● Object pointing dataset rows
------------------------------------------------
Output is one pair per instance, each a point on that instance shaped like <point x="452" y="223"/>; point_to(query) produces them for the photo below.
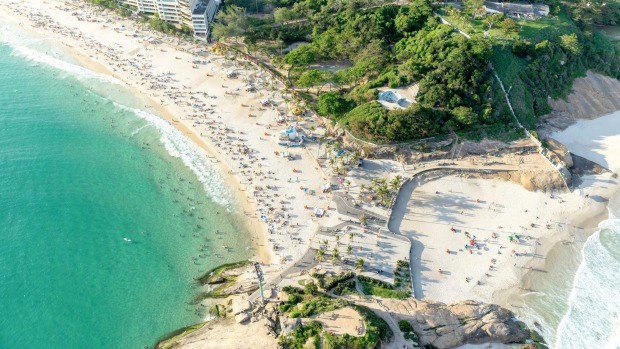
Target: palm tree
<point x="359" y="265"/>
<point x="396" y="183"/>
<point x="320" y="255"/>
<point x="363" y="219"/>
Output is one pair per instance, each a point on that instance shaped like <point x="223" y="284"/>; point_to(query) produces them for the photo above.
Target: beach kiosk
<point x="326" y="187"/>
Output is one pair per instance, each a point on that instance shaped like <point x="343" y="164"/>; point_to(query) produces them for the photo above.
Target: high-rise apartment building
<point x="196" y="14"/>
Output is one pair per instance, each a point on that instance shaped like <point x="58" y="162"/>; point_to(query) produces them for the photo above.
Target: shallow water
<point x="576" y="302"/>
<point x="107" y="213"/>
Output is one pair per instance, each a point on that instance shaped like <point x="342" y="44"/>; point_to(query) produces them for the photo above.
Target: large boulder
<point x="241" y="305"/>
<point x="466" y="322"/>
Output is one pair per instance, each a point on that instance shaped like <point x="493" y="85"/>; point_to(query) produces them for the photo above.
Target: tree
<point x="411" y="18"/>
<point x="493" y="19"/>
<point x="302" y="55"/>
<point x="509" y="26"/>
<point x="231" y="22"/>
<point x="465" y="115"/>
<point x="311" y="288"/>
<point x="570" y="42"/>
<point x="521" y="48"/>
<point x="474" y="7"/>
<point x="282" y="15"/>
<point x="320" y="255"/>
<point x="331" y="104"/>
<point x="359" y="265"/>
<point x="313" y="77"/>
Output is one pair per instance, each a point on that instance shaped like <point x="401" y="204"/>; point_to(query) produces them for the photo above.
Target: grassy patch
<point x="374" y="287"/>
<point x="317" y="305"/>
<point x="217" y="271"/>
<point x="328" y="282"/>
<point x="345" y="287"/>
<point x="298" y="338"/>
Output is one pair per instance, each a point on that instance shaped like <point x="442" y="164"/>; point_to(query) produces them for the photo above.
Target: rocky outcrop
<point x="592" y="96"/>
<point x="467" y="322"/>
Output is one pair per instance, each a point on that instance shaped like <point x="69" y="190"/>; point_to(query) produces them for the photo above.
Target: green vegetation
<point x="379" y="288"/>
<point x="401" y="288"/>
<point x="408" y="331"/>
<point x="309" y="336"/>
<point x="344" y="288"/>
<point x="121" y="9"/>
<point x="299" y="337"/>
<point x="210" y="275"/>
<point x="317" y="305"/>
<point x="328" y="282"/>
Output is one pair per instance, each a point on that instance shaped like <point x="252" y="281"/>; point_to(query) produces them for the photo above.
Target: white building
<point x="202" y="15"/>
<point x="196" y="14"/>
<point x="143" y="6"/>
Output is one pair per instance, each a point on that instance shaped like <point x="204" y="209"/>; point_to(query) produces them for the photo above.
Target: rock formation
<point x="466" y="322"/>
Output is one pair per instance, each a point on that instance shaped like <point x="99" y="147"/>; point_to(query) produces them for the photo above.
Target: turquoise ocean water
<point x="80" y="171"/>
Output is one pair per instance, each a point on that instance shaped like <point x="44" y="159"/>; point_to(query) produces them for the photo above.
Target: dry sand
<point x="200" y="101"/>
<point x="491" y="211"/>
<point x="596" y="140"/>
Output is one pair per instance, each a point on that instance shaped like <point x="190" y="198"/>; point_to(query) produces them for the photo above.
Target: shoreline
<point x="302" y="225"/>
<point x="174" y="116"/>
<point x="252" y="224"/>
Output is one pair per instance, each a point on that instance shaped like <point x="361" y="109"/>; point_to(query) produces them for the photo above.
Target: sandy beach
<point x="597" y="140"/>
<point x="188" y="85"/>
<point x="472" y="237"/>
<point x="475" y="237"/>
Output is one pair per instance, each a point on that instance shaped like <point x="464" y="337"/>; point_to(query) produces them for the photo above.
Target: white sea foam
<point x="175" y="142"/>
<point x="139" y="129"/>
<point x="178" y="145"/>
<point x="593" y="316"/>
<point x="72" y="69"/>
------------------------------------------------
● WRITTEN PROBLEM
Repeat the records above exactly, omitting every picture.

● EXPECTED ANSWER
Output is one pair per instance, each a point on that instance shaped like <point x="452" y="223"/>; point_to(query) produces them for the photo below.
Target: palm tree
<point x="359" y="265"/>
<point x="396" y="183"/>
<point x="320" y="255"/>
<point x="363" y="219"/>
Output is one pair per instance, each a point on that instance shaped like <point x="223" y="284"/>; point_to(query) produces them for the photo above.
Target: beach kiosk
<point x="326" y="187"/>
Output is one pair per instance, each a point on that instance shaped like <point x="343" y="164"/>; point_to(query) produces them for the photo above.
Target: high-rise apartment building
<point x="196" y="14"/>
Output is one pair per instance, each a point on that instance shaped like <point x="58" y="162"/>; point_to(query) produces them for the photo above.
Target: shallow water
<point x="576" y="302"/>
<point x="107" y="213"/>
Output is one pair per instance, each a point on that instance shaped like <point x="342" y="44"/>; point_to(query) produces them for the photo above.
Target: large boulder
<point x="241" y="305"/>
<point x="466" y="322"/>
Output is one pair per instance, each a point on that instance shaped like <point x="493" y="85"/>; point_to(query) produces them for the photo above.
Target: tree
<point x="411" y="18"/>
<point x="493" y="19"/>
<point x="302" y="55"/>
<point x="509" y="26"/>
<point x="231" y="22"/>
<point x="465" y="115"/>
<point x="311" y="288"/>
<point x="570" y="42"/>
<point x="521" y="48"/>
<point x="474" y="7"/>
<point x="282" y="15"/>
<point x="320" y="255"/>
<point x="331" y="104"/>
<point x="359" y="265"/>
<point x="313" y="77"/>
Output is one pair per instance, each a point on that instance shaped like <point x="401" y="204"/>; point_to(query) produces them for the photo above.
Target: grassy patch
<point x="374" y="287"/>
<point x="317" y="305"/>
<point x="217" y="271"/>
<point x="328" y="282"/>
<point x="345" y="287"/>
<point x="298" y="338"/>
Output is one pair per instance, each a point on that instance shaped like <point x="442" y="164"/>; point_to(query) produces them for the photo above.
Target: rocky outcrop
<point x="592" y="96"/>
<point x="467" y="322"/>
Output is one pair per instance, each a point on that instance shaped like <point x="69" y="190"/>; point_to(query) produces them for the photo above.
Target: green vegetation
<point x="379" y="288"/>
<point x="401" y="288"/>
<point x="408" y="331"/>
<point x="309" y="336"/>
<point x="344" y="288"/>
<point x="121" y="9"/>
<point x="299" y="337"/>
<point x="210" y="275"/>
<point x="317" y="305"/>
<point x="328" y="282"/>
Output is one pair per instance, each a point on that instance shaped like <point x="252" y="281"/>; point_to(query) produces them for the photo above.
Target: white building
<point x="202" y="15"/>
<point x="196" y="14"/>
<point x="143" y="6"/>
Output is one pair per instance, each a point on that instance shaped like <point x="204" y="209"/>; point_to(query) produces them for the photo above.
Target: rock formation
<point x="466" y="322"/>
Output is one pair per instance, each a point on that instance shaped like <point x="99" y="147"/>; point_to(query) produces them for the photo above.
Target: turquoise ocean water
<point x="80" y="171"/>
Output is one pair per instance, each a point on that instance shaped like <point x="44" y="159"/>; point_to(query) produces them for the photo above.
Target: dry sand
<point x="200" y="101"/>
<point x="491" y="211"/>
<point x="596" y="140"/>
Output is one pair per instance, each a point on that instance shaped like <point x="190" y="198"/>; point_to(query) produces them for the photo above.
Target: shoreline
<point x="302" y="225"/>
<point x="174" y="116"/>
<point x="252" y="224"/>
Output is one pair per instance, each a point on that instance shaped like <point x="361" y="109"/>; point_to(query) produces them for the photo above.
Target: sandy beach
<point x="597" y="140"/>
<point x="188" y="85"/>
<point x="472" y="237"/>
<point x="475" y="237"/>
Output is one pair per instance, each a point on that instance shaped like <point x="464" y="337"/>; point_to(query) produces them for the photo above.
Target: white sea foam
<point x="175" y="142"/>
<point x="139" y="129"/>
<point x="178" y="145"/>
<point x="593" y="316"/>
<point x="72" y="69"/>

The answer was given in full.